**PASSAGE FOR REVIEW:**
● ● ● ● ●

Murray cod report released by Commonwealth Government

Federal Environment Minister Robert Hill will be seeking departmental advice on whether current protection levels are adequate for Murray cod after an independent report raised concerns about the dramatic decline in numbers across the Murray-Darling Basin.

"The Murray cod is the largest freshwater fish in Australia and is regarded as an icon in the Murray-Darling Basin," Senator Hill said.

"The cod live up to 50 years and have been found to grow to 1.8 metres and to weigh 110 kg. As the fish predator at the top of the food chain in the Murray-Darling river system, it provides one of the best indicators of the health of the riverine system. The problem is that natural populations of the Murray cod have declined dramatically since European settlement and the long-term survival of the species is of concern."

In January this year, Senator Hill commissioned Professor Robert Kearney, Professor of Fisheries at the University of Canberra, to advise on the habitat and environmental needs of Murray cod, population estimates, major threats to its survival and impediments to ensuring sustainable use and management of cod.

● ● ● ● ●

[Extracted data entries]
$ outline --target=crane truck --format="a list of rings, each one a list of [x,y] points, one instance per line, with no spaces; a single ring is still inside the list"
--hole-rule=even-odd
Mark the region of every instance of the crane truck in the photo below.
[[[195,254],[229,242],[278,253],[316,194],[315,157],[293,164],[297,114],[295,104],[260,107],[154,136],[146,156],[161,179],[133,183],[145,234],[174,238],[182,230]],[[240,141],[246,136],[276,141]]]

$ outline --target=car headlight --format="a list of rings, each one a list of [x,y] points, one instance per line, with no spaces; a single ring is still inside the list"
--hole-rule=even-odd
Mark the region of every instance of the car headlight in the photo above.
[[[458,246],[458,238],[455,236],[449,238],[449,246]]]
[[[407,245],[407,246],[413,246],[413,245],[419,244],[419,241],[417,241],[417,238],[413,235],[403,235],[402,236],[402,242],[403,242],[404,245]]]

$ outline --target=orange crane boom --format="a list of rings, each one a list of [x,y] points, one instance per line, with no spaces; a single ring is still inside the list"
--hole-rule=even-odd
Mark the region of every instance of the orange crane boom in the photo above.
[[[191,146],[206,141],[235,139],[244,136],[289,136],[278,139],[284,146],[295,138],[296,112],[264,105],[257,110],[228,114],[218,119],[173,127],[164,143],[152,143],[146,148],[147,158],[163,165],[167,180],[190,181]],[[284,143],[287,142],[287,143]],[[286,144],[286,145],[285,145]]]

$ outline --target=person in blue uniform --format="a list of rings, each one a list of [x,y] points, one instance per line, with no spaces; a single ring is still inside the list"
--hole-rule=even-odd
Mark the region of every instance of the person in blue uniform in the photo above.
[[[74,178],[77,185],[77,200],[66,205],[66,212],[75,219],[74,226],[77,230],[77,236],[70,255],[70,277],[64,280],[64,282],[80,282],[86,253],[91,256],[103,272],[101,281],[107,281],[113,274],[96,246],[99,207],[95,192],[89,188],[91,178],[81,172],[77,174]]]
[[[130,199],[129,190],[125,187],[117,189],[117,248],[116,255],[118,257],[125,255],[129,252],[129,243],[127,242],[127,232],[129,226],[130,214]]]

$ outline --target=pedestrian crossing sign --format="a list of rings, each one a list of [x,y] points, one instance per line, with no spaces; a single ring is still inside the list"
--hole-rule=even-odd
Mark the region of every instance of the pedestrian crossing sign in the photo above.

● ● ● ● ●

**CHECK YOUR UNDERSTANDING:**
(a) According to the passage on the Murray cod report, who did Senator Hill commission in January to advise on the needs of Murray cod?
(b) Continue the passage on the Murray cod report from where it stops.
The records play no part in the work that comes next.

**ANSWERS GIVEN:**
(a) Professor Robert Kearney, Professor of Fisheries at the University of Canberra.

(b)
His report found six main threats to cod: habitat degradation; pollution (including cold water pollution from deep dams); inappropriate river flow patterns; barriers to migration, such as dams; introduced species, such as carp; and various forms of fishing, including commercial, recreational and illegal fishing.

Prof Kearney also found that State governments use different approaches to monitoring fish populations and distribution, and concluded that the data is inadequate to properly manage the fishery.

He said the ecologically sustainable use of Murray cod could not be divorced from the overall water use and management of the Basin's ecosystems.

"While, in Prof Kearney's view Murray cod as a species does not appear to be in immediate danger, largely due to hatchery/aquaculture propagation, the integrity of wild cod populations, including their genetic diversity, and of the ecosystems that support them, are seriously threatened," Senator Hill said.

"Based on Professor Kearney's report findings I will seek advice on whether existing levels of protection are adequate."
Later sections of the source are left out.